===== Data shown =====

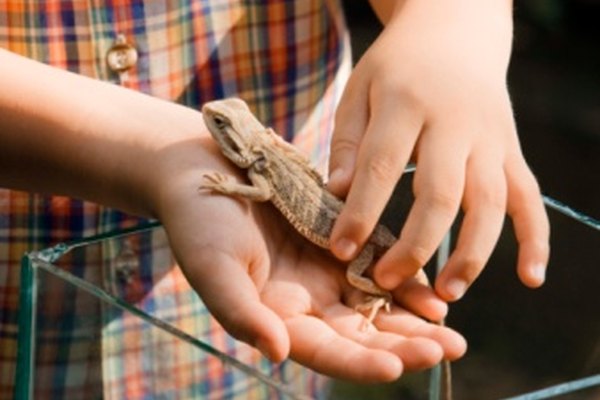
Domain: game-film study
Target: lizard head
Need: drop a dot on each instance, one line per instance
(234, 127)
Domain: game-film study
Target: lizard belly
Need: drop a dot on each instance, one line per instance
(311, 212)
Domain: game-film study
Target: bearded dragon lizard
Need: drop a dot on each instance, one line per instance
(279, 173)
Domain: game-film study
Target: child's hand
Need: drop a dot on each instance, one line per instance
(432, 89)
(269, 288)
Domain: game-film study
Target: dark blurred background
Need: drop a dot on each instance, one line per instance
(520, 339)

=====
===== Data shown =====

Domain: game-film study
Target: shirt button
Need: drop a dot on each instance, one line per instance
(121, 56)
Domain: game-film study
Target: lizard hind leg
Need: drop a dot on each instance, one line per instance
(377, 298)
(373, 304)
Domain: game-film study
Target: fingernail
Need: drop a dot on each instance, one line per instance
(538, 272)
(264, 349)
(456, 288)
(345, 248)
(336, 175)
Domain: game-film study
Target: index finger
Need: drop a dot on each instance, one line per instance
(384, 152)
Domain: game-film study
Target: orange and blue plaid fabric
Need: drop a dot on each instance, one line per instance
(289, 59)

=====

- [Written request] Show every line above that contains the word "Target", copying each one in full.

- [Response to this task]
Target: lizard head
Target: lizard belly
Target: bearded dragon lizard
Target: child's hand
Target: dark blurred background
Target: shirt button
Target: lizard hind leg
Target: fingernail
Target: index finger
Target: orange and blue plaid fabric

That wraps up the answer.